**What you are asked to do:** In the excerpt on merging Git notes, why must the merge cope with notes trees that have different fanouts? Answer in one to three sentences.

In both cases (with or without common history), conflicts may ensue,
and these must of course be resolved in some way. Since the notes refs
have no accompanying worktree, we must find some other way to resolve
conflicts. See the discussion on "conflict resolvers" below for more
details.

I would like to adapt the current merge machinery to do most of the
work for us, but there are some non-trivial challenges in adapting it
to the needs of the 'git notes merge' command. AFAICS, there are two
major problems:


1. Handling different notes-tree fanouts in a merge scenario

   Notes trees adjust their fanout automatically based on the number
   of notes, and we will inevitably have to merge notes trees with
   _different_ fanouts. This must be handled in some fashion, so that
   conflicting notes for the same object - but located at different
   fanouts - are properly conflict-resolved.

   Possible solution: When building the index, add a callback (within
   'read-tree'?) that may manipulate each entry added to the index.
   Provide a callback that simply removes all directory separators,
   thus normalising all note object names to their 40-char SHA1. As a
   result, the merge happens in a large flat "directory" with no
   "subdirs". When converting the index back into a notes tree, we
   obviously need to auto-establish an appropriate fanout.

   Remaining problem: How do we still ignore/skip identical subtrees?

   Alternative solution: As a pre-merge step, require that the notes
   trees are forced/rewritten to a common fanout (rewriting the smaller
   notes tree into the fanout of the larger notes tree).


2. Merging without a worktree

2.1 Problem: 'git merge' operates on the current HEAD.

    Possible solution: Allow 'merge' to update a ref that is not HEAD
    (i.e. remove HEAD from all merge logic). Instead, allow users to
    explicitly specify which ref to update (and thus the first parent
    of the merge).

**Dataset:**
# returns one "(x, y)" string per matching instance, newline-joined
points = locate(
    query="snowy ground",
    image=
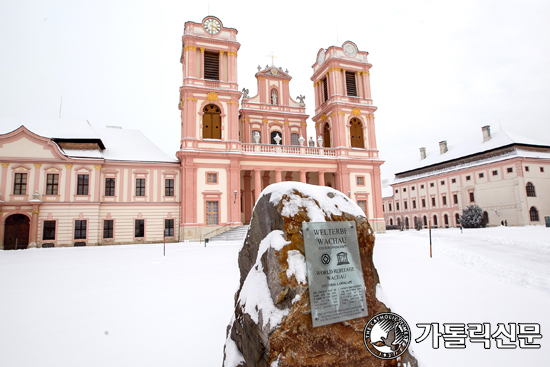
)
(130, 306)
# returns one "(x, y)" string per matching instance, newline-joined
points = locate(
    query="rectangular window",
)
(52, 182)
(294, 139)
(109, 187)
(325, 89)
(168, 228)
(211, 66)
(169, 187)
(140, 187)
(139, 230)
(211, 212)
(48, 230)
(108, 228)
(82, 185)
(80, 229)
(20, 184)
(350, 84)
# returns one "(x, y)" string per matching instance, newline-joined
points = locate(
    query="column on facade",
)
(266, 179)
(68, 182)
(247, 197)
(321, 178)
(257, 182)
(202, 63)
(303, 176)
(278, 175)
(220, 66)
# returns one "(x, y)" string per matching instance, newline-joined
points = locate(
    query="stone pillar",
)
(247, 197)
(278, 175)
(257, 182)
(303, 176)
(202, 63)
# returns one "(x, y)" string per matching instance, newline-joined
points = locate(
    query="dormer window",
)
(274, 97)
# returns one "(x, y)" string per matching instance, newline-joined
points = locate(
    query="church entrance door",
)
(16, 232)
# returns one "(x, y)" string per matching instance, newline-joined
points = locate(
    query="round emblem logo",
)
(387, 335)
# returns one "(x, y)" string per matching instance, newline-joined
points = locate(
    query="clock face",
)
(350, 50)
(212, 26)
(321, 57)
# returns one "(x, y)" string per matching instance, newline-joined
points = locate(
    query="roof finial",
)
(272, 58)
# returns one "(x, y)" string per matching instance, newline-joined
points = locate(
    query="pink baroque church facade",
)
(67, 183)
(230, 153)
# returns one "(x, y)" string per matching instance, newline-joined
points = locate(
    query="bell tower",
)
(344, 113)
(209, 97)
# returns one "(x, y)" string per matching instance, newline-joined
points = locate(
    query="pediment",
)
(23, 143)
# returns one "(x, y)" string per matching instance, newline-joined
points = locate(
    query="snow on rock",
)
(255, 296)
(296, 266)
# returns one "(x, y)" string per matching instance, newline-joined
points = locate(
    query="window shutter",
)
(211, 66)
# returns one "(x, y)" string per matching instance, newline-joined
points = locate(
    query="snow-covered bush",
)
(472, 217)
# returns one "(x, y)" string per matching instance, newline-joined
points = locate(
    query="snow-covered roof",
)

* * *

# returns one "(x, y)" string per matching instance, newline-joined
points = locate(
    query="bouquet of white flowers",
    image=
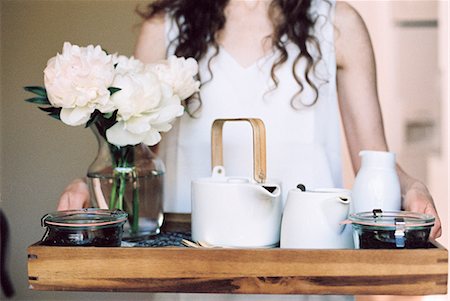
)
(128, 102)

==

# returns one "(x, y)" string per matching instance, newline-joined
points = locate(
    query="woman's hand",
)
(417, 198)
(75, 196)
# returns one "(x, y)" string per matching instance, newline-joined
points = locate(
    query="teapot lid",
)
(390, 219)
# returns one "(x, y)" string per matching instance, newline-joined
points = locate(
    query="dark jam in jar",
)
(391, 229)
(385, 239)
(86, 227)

**Answer in full:** Notes trees adjust their fanout automatically based on the number of notes, so merging trees with different fanouts is inevitable. The merge has to handle this so that conflicting notes for the same object, located at different fanouts, are properly conflict-resolved.